• **Written request**
Write out each of the rows below word for word, without changing anything.

• **Data supplied**
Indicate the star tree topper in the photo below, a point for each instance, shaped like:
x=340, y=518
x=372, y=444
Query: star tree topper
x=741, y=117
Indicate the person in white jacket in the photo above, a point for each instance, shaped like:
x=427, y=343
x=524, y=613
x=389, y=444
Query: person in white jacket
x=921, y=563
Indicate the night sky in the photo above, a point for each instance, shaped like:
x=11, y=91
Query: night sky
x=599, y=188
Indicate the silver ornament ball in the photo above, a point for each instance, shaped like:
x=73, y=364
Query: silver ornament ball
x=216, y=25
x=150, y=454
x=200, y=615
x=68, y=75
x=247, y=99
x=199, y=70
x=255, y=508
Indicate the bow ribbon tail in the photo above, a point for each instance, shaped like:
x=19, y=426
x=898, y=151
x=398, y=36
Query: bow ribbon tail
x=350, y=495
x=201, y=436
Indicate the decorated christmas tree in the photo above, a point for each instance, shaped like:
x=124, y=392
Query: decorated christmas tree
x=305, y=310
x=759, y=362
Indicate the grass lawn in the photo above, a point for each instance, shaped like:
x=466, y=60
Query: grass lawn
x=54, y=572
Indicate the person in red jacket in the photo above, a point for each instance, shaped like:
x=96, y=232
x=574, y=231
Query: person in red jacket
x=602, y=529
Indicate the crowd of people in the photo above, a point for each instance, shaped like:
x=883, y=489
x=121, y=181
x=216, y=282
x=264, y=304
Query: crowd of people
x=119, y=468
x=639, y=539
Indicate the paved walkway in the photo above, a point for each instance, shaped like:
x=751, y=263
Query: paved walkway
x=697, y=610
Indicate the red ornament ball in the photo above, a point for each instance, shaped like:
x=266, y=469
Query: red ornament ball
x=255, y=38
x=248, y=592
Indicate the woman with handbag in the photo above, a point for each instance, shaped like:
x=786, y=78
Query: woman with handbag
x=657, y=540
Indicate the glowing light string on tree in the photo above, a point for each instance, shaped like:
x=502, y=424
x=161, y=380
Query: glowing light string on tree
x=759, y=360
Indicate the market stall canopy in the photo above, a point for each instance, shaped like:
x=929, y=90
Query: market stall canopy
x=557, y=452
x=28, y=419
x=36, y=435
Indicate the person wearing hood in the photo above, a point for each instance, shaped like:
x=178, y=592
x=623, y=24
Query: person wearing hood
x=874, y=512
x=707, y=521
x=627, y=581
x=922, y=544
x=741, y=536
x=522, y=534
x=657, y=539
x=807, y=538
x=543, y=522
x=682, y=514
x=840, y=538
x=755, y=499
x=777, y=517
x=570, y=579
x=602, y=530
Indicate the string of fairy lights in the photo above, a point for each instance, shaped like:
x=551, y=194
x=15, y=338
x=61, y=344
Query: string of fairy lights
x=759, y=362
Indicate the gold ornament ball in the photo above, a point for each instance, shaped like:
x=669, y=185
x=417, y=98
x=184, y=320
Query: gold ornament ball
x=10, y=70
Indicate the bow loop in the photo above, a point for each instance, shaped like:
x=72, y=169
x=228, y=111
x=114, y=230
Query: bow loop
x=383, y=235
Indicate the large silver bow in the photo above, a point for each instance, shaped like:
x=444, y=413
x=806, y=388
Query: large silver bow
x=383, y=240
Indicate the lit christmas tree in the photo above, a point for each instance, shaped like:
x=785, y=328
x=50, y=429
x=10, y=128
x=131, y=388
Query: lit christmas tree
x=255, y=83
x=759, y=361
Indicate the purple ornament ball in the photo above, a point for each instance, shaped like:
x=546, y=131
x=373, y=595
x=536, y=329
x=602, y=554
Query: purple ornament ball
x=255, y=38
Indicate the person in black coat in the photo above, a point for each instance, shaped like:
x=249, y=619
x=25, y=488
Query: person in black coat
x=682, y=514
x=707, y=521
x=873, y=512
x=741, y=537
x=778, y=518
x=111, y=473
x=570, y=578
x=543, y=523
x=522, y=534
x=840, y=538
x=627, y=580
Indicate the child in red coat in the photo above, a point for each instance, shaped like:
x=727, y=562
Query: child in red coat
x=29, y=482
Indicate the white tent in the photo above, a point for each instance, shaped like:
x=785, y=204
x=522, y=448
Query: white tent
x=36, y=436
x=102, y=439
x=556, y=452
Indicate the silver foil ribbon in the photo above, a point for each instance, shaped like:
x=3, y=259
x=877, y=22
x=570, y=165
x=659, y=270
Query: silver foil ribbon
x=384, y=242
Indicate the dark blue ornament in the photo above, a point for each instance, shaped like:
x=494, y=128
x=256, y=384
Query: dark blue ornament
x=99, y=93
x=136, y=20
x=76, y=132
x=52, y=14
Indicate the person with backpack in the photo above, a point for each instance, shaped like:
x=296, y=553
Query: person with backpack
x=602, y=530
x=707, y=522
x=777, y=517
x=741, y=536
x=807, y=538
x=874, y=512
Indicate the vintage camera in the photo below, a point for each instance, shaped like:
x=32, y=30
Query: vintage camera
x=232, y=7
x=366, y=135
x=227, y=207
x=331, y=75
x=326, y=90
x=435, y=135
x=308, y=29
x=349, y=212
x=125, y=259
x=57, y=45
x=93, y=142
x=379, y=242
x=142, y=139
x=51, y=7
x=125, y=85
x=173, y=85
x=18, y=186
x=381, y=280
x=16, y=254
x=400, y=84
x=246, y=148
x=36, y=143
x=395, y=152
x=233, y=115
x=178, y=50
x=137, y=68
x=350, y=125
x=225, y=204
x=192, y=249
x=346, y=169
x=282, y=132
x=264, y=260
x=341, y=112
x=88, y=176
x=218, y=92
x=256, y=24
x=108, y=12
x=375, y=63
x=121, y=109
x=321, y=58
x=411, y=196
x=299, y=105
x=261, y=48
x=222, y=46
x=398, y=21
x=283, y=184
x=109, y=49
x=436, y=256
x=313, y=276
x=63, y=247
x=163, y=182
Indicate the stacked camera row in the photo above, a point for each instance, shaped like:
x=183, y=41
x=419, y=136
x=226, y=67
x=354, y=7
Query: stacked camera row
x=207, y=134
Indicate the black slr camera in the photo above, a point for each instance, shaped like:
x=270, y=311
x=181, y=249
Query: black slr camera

• **The response**
Indicate the star tree topper in the photo below, a point for each instance, shaped like:
x=340, y=518
x=372, y=444
Query: star tree topper
x=741, y=117
Indicate the person in white jacket in the photo above, a point for each instance, shaped like:
x=427, y=343
x=524, y=613
x=389, y=444
Query: person in white jacket
x=921, y=563
Indicate the night sky in the photo above, a point for each instance, shaped like:
x=11, y=91
Query: night sky
x=599, y=188
Indicate the silver ornament ball in the photo above, a point for each instance, shaped like:
x=73, y=364
Query: silver ornament ball
x=216, y=25
x=150, y=454
x=200, y=615
x=68, y=75
x=247, y=99
x=199, y=70
x=255, y=508
Indicate the bow ribbon tail in the photo above, a point for each instance, shaped like:
x=19, y=426
x=898, y=151
x=398, y=36
Query: bow ribbon tail
x=350, y=495
x=201, y=436
Indicate the decorated christmas tree in the photo above, a point for each instance, shaped like:
x=124, y=392
Query: decorated christmas tree
x=305, y=310
x=759, y=362
Indicate the grass lawn in the photo above, a point for each instance, shaped like:
x=466, y=60
Query: grass lawn
x=54, y=572
Indicate the person in red jacket in the photo above, a point for each instance, shaped like:
x=96, y=232
x=574, y=231
Query: person in red jacket
x=602, y=529
Indicate the crowd of people in the photo above, a point for each instance, shaped like:
x=883, y=489
x=121, y=181
x=216, y=282
x=264, y=304
Query: crowd of people
x=119, y=468
x=639, y=539
Indicate the paved walkway in the photo above, a point for each instance, shaped like:
x=751, y=263
Query: paved walkway
x=697, y=610
Indicate the red ornament ball in the photo above, a point for each instance, shaped like:
x=266, y=469
Query: red ornament ball
x=255, y=38
x=248, y=592
Indicate the woman with handbag in the photo above, a point for each instance, shaped like:
x=786, y=78
Query: woman with handbag
x=657, y=540
Indicate the glowing light string on tree in the photo above, a point for each instance, shaped like:
x=502, y=424
x=161, y=380
Query: glowing light string on tree
x=759, y=360
Indicate the market stall canopy in the photo above, a point for each instance, shaped like:
x=929, y=90
Query: market stall canopy
x=557, y=452
x=28, y=419
x=36, y=435
Indicate the person wearing hood in the photo above, a point for each instance, shaped like:
x=178, y=592
x=623, y=24
Query: person wearing hood
x=874, y=512
x=707, y=521
x=627, y=581
x=922, y=544
x=741, y=536
x=522, y=534
x=657, y=539
x=807, y=538
x=543, y=522
x=682, y=514
x=840, y=538
x=755, y=499
x=777, y=517
x=570, y=579
x=602, y=530
Indicate the string of fairy lights in the photo above, a point for each instance, shaped like:
x=551, y=194
x=15, y=338
x=61, y=344
Query: string of fairy lights
x=759, y=362
Indicate the gold ornament ball in the photo above, a point for each instance, shaped like:
x=669, y=185
x=417, y=98
x=184, y=320
Query: gold ornament ball
x=10, y=70
Indicate the bow loop in the photo above, a point for each instance, shaped like:
x=72, y=169
x=228, y=111
x=114, y=230
Query: bow loop
x=383, y=235
Indicate the large silver bow in the photo above, a point for each instance, shaped like:
x=444, y=413
x=806, y=388
Query: large silver bow
x=383, y=240
Indicate the lit christmas tree in the photo above, a point for each instance, shaped like:
x=785, y=328
x=50, y=429
x=10, y=128
x=131, y=388
Query: lit christmas tree
x=255, y=83
x=759, y=361
Indicate the purple ornament ball in the photo above, a point for each instance, shaped like:
x=546, y=131
x=373, y=595
x=536, y=329
x=602, y=554
Query: purple ornament ball
x=255, y=38
Indicate the person in black coat in the photo above, a point for each instance, shaped like:
x=249, y=619
x=25, y=488
Query: person in black coat
x=682, y=514
x=707, y=521
x=873, y=512
x=741, y=537
x=778, y=518
x=111, y=473
x=570, y=578
x=543, y=523
x=522, y=534
x=840, y=538
x=627, y=580
Indicate the child in red coat in the photo above, a point for each instance, shaped like:
x=727, y=562
Query: child in red coat
x=29, y=482
Indicate the white tent in the photo above, a point for each instance, shaped like:
x=785, y=204
x=522, y=448
Query: white tent
x=36, y=436
x=102, y=439
x=556, y=452
Indicate the silver foil ribbon in the photo above, a point for each instance, shaped like:
x=3, y=259
x=877, y=22
x=570, y=165
x=659, y=270
Query: silver foil ribbon
x=384, y=242
Indicate the dark blue ornament in the photo above, a point for each instance, shaped like:
x=494, y=128
x=256, y=384
Query: dark blue ornament
x=99, y=93
x=136, y=20
x=76, y=132
x=52, y=14
Indicate the person with backpack in the photo above, a point for each instance, shaped like:
x=296, y=553
Query: person with backpack
x=602, y=530
x=707, y=522
x=777, y=517
x=741, y=536
x=807, y=538
x=874, y=512
Indicate the vintage camera in the photo below, a point for each instance, shaped like:
x=32, y=30
Query: vintage camera
x=232, y=7
x=366, y=135
x=227, y=207
x=331, y=75
x=326, y=90
x=435, y=135
x=308, y=29
x=349, y=212
x=125, y=259
x=57, y=45
x=93, y=142
x=379, y=242
x=142, y=139
x=51, y=7
x=125, y=85
x=173, y=85
x=18, y=186
x=381, y=280
x=16, y=254
x=400, y=84
x=246, y=148
x=36, y=143
x=395, y=152
x=233, y=115
x=178, y=50
x=137, y=68
x=350, y=125
x=225, y=204
x=192, y=249
x=346, y=169
x=282, y=132
x=264, y=260
x=341, y=112
x=88, y=176
x=218, y=92
x=256, y=24
x=108, y=12
x=375, y=63
x=121, y=109
x=321, y=58
x=411, y=196
x=299, y=105
x=261, y=48
x=222, y=46
x=398, y=21
x=283, y=184
x=109, y=49
x=436, y=256
x=313, y=276
x=63, y=247
x=163, y=182
Indicate the stacked camera row in the photo above, a point for each instance, shaped like:
x=183, y=41
x=419, y=136
x=226, y=67
x=354, y=7
Query: stacked camera row
x=207, y=134
Indicate the black slr camera in the photo above, a point for each instance, shaped like:
x=270, y=311
x=181, y=249
Query: black slr camera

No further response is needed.